EXERCISE MATERIALS:
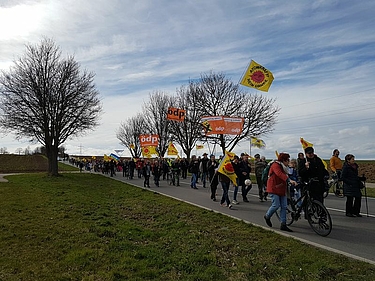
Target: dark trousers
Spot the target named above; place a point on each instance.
(213, 184)
(245, 190)
(146, 182)
(260, 186)
(353, 208)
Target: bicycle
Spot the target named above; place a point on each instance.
(337, 186)
(315, 212)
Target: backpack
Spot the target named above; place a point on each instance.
(265, 173)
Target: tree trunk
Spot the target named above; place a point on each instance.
(52, 153)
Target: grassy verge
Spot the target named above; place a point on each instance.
(10, 163)
(88, 227)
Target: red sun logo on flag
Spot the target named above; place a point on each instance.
(257, 77)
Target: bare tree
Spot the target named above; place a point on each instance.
(47, 99)
(188, 132)
(129, 131)
(215, 95)
(155, 112)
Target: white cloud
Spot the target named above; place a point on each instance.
(321, 54)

PROBLEM STATEMENT: Turn every line of the data above into a Markdown table with the columns Number and Entry, numbering the lines in order and skipping blank ones. Leave the pictures out.

SOLUTION FOR THIS PROBLEM:
| Number | Entry |
|---|---|
| 1 | Target: dark trousers |
| 2 | Spot the target named above; place a point on each instance. |
| 3 | (213, 184) |
| 4 | (245, 190) |
| 5 | (146, 182) |
| 6 | (260, 186) |
| 7 | (353, 208) |
| 8 | Target: bicycle |
| 9 | Spot the target named above; place a point on each instance. |
| 10 | (337, 186) |
| 11 | (315, 212) |
| 12 | Target: backpack |
| 13 | Spot the target named above; place a point on each instance. |
| 14 | (265, 173) |
| 15 | Target: tree trunk |
| 16 | Spot the target named above; place a point on each instance. |
| 17 | (52, 153) |
| 18 | Target: grassy verge |
| 19 | Spot the target named above; place a point on each instance. |
| 20 | (10, 163) |
| 21 | (88, 227) |
| 22 | Target: red sun logo on flag |
| 23 | Spot the target named above; place a point on each instance. |
| 24 | (257, 77) |
| 25 | Target: bare tree |
| 26 | Spot the target named above; place a point on each instance. |
| 27 | (47, 99) |
| 28 | (188, 132) |
| 29 | (129, 131) |
| 30 | (215, 95) |
| 31 | (155, 112) |
| 32 | Target: white cloud |
| 33 | Spot the target named above; place a point on each instance. |
| 34 | (321, 54) |